**WORK TO DO:** All of the records below need to be copied exactly.

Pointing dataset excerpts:
################

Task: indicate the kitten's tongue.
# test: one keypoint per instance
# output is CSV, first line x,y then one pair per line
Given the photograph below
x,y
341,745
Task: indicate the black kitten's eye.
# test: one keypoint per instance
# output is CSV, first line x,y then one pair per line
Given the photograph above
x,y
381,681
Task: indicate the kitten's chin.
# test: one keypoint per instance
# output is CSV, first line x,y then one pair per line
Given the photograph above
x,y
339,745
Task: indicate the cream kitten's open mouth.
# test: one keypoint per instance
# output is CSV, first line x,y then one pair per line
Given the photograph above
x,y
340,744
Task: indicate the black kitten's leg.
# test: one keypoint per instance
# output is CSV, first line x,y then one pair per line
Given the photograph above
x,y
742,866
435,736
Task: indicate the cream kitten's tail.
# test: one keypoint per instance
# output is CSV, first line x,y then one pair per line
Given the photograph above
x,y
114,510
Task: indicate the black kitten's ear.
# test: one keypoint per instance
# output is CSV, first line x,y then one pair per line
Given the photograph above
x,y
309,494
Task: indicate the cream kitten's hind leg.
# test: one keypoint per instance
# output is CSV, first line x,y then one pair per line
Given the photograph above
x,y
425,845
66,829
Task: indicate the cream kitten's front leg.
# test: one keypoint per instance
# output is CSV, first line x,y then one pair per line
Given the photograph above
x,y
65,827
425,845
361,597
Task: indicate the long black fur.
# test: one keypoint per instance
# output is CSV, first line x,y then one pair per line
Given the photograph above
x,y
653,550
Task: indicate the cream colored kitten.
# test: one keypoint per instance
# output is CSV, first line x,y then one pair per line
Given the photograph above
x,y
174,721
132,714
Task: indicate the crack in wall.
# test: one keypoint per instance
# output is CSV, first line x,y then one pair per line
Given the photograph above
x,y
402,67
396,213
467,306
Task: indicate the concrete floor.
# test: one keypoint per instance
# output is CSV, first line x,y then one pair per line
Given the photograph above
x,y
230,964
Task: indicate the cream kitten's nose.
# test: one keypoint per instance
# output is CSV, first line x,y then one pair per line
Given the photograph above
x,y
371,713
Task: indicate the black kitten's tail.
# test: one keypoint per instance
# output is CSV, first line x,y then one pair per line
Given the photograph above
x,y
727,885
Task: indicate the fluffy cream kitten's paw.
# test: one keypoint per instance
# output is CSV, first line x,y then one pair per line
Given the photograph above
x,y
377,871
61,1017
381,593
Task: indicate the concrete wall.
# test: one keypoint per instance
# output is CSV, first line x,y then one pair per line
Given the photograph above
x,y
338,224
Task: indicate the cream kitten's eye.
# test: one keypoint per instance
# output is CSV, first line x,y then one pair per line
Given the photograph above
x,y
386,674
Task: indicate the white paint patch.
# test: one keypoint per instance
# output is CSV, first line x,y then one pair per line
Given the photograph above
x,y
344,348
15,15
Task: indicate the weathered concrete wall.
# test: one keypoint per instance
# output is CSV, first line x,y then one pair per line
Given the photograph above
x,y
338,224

################

**TASK RESPONSE:**
Task: indicate the kitten's tongue.
# test: one keypoint per instance
# output is CSV, first line x,y then one pair per line
Given the photograph below
x,y
341,745
Task: indicate the black kitten's eye.
# test: one keypoint per instance
# output is CSV, first line x,y then one pair per line
Given the photograph above
x,y
381,681
Task: indicate the kitten's chin.
# test: one keypoint per instance
# output is CSV, first line x,y then one pair per line
Given the photograph above
x,y
339,745
Task: indicate the cream kitten's open mouth.
# test: one keypoint per instance
# output is CSV, first line x,y then one pair per line
Given the photograph above
x,y
340,744
Task: indicate the black kitten's leg.
# test: one keypoint per instance
# output is CSV, first line x,y then one pair per line
Given the photograph above
x,y
742,866
435,736
Task: indicate the cream kitten's tail.
# test: one keypoint per instance
# output is CSV, first line x,y then one pair per line
Given the photograph above
x,y
114,510
Task: indicate the black kitten's ear.
# test: one keypoint per instance
# output is CSV, first line x,y then one pair per line
Given the photograph above
x,y
309,494
Task: indicate the cream kitten's hind leg.
# test: one keypoint per instance
# output is CSV, first line x,y then one pair per line
Given the photograph above
x,y
425,845
66,829
Task: indicate the cream kitten's front leg.
# test: one keypoint per instance
# output is CSV, first line x,y then one pair per line
Given the photograph above
x,y
65,827
425,845
361,597
Task: indicate the long black fur.
# test: one keypoint per instance
# output is CSV, first line x,y then one pair per line
Given the photograph above
x,y
653,550
Task: indicate the cream colored kitten.
# test: one keypoint per instance
# output is CSV, first line x,y then one pair per line
Given the photograph above
x,y
174,721
132,714
Task: indicate the crack in wall.
# test: one keypoint per instance
# output is CSV, first line x,y then one pair per line
Given the photograph above
x,y
402,67
396,213
467,306
Task: indicate the concrete floor.
# test: one keypoint per instance
# output is CSV, first line x,y then one pair per line
Given the photograph above
x,y
230,964
Task: indicate the cream kitten's nose.
# test: one keypoint per instance
# output is CSV, first line x,y then one pair per line
Given the photograph above
x,y
371,713
Task: indicate the black kitten's tail.
# test: one keypoint per instance
# output is CSV, first line x,y then one pair per line
Given the photograph above
x,y
727,885
Task: indicate the fluffy cream kitten's paw.
# test: one keypoint per instance
# output is CSV, first line x,y then one pair per line
Given the photograph above
x,y
377,871
61,1017
381,593
Task: indicate the concrete wall.
# test: one keypoint per instance
# output is CSV, first line x,y then one pair per line
Given the photograph above
x,y
338,224
Task: indicate the cream kitten's eye.
# test: one keypoint per instance
# output is CSV, first line x,y then one pair per line
Given the photograph above
x,y
386,674
Task: indicate the white paint patch.
# test: one keypoint per instance
# output is CSV, first line x,y then one pair per line
Given the photograph above
x,y
344,348
15,15
Task: indicate the weathered concrete wall.
# test: one keypoint per instance
# output is CSV, first line x,y then one pair per line
Given the photograph above
x,y
338,224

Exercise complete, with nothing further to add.